Short task
Exactly reproduce the line containing "Tag each instance of the round" together with every line after it, through the end of the entries, and give nothing more.

Records provided
▽

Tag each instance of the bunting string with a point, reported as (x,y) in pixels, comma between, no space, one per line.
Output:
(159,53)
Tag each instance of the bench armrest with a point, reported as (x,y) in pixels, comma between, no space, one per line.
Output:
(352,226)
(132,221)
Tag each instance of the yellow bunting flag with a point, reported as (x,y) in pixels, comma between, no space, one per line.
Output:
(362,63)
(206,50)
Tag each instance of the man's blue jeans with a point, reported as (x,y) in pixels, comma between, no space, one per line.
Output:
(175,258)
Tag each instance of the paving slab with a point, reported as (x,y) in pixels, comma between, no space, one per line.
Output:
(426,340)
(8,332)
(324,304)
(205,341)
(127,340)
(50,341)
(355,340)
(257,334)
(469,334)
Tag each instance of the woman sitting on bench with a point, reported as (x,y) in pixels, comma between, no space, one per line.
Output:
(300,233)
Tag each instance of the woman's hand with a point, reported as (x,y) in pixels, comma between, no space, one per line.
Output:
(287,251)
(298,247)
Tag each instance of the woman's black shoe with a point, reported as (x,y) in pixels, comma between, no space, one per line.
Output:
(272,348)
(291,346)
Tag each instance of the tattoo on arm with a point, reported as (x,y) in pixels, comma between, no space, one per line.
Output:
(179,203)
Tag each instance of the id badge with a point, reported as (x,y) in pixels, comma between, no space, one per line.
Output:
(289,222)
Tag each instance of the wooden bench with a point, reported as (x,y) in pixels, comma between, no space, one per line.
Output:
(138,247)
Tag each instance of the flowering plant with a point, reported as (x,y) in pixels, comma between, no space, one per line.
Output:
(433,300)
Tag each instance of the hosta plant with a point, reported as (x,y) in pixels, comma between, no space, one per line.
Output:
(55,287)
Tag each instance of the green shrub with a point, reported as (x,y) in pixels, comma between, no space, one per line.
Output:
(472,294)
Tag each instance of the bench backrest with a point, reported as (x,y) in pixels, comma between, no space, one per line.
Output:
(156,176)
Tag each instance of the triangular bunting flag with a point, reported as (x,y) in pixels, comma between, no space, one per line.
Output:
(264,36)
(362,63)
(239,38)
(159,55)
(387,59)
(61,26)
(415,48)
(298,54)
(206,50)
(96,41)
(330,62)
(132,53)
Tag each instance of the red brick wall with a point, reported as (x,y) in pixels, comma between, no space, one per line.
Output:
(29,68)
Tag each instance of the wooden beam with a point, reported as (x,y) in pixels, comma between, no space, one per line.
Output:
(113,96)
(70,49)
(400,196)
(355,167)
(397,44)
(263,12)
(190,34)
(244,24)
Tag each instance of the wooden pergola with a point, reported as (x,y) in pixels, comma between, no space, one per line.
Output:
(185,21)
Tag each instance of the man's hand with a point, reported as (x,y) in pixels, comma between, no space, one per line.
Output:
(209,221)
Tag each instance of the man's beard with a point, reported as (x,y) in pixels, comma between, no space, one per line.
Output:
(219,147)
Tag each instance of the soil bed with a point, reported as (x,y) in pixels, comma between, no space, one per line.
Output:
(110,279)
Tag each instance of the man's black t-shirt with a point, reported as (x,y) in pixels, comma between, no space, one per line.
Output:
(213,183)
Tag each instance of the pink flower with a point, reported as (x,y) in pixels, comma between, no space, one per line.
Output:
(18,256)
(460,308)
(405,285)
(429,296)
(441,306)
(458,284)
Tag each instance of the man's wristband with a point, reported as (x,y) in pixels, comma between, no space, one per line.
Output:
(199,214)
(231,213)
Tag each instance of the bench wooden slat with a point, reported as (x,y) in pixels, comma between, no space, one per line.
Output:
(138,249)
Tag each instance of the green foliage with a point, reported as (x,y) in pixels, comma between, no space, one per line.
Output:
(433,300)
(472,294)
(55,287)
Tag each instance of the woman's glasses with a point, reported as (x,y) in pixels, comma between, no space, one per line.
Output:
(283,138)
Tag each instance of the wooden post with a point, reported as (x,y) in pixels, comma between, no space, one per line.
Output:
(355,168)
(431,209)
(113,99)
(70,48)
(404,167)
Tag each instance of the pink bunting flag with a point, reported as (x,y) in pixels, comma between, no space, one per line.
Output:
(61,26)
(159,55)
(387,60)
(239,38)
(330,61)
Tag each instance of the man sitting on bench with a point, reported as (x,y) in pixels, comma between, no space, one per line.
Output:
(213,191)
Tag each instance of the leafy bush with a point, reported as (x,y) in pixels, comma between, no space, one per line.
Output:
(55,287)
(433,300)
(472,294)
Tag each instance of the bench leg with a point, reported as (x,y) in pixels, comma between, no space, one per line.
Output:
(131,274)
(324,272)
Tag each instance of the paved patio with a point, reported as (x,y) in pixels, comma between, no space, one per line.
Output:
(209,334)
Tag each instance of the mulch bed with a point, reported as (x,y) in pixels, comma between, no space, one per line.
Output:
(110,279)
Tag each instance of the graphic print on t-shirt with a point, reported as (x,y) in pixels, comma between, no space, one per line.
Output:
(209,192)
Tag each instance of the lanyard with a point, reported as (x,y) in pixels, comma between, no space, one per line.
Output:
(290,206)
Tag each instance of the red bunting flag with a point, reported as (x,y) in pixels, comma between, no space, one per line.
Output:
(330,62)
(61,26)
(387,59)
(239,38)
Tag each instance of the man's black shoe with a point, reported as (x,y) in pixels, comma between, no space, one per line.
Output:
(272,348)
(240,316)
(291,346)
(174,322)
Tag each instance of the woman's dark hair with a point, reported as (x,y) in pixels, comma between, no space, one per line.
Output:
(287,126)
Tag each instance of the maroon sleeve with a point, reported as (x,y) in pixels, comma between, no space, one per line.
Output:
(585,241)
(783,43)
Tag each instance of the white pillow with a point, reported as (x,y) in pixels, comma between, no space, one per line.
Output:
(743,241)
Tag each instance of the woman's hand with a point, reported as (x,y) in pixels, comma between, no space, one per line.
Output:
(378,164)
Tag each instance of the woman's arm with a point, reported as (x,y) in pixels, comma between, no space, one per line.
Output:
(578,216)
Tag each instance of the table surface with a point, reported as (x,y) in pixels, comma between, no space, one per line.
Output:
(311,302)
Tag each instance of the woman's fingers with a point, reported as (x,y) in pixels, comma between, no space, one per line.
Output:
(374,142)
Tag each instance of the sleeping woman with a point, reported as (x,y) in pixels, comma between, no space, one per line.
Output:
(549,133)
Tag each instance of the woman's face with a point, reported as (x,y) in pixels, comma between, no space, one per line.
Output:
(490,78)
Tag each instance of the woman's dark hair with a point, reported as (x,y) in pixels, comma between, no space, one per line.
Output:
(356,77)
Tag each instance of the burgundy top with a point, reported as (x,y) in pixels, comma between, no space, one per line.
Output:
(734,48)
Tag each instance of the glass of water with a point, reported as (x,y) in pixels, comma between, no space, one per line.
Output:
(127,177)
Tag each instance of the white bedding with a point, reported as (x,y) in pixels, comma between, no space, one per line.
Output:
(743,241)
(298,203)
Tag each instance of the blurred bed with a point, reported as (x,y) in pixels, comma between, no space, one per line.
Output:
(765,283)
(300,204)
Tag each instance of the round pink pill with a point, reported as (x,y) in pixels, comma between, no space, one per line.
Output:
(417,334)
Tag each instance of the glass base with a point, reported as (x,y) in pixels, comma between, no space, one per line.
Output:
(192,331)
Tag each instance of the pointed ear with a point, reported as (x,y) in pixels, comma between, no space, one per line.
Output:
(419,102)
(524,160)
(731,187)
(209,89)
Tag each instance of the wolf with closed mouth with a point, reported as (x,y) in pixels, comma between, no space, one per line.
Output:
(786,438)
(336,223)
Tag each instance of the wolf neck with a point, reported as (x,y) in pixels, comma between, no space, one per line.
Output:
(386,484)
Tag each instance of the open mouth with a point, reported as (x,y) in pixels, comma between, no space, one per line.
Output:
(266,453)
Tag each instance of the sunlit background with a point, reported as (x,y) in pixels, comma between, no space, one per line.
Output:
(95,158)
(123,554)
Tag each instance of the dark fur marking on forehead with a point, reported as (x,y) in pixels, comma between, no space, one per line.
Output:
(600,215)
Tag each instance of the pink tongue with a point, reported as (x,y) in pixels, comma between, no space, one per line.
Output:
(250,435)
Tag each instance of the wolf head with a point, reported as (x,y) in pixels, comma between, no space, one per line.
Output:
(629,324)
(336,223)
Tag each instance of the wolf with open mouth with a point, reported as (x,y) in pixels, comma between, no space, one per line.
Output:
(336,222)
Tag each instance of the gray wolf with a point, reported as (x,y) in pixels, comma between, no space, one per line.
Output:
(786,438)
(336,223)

△

Final result
Tag each instance of the round pink pill with a point, reported as (x,y) in pixels, comma between, no space, one per line.
Output:
(417,334)
Tag each instance of the glass base with a point, reported as (x,y) in pixels, comma between, no space, one per line.
Output:
(192,331)
Tag each instance of the pointed ear with a point, reported as (x,y) in pixels, comma between, no space, one per line.
Output:
(419,102)
(524,160)
(731,187)
(209,89)
Tag each instance of the wolf with closed mouth with a point, reported as (x,y) in pixels, comma between, no space, one per line.
Output:
(786,438)
(336,223)
Tag each instance of the wolf neck with a point, reported as (x,y) in pixels, comma between, no space, one per line.
Output:
(386,484)
Tag each instance of the open mouth with a point, reported as (x,y) in pixels, comma between, no space, one per line.
Output:
(266,453)
Tag each instance of the sunlit background with a point, reported as (x,y) in pixels, comma between, no space, one per line.
Output:
(95,158)
(123,554)
Tag each instance of the dark fur marking on forehead with a point, reported as (x,y) in pixels, comma between, no space, one per line.
Output:
(600,215)
Tag each instance of the pink tongue with a point, reported as (x,y) in pixels, comma between, no space, one per line.
Output:
(250,435)
Tag each instance of the wolf head with a point, reported as (x,y) in pixels, comma between, no space, one per line.
Output:
(629,324)
(336,223)
Tag each instance of the wolf with open mouth with a point, reported as (x,y) in pixels, comma between, no space, one per line.
Output:
(336,222)
Tag each instance of the gray wolf with a point, reported as (x,y) in pixels, comma between, no space, one per line.
Output:
(786,438)
(336,223)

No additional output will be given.